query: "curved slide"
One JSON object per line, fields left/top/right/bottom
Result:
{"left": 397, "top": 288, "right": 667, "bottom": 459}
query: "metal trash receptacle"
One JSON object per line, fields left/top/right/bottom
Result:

* What is being asked *
Your task is to restate the material above word for word.

* Exercise response *
query: "curved slide"
One JSON object per line, fields left/top/right/bottom
Result:
{"left": 397, "top": 288, "right": 667, "bottom": 459}
query: "metal trash receptacle"
One JSON object per line, fields left/top/right/bottom
Result:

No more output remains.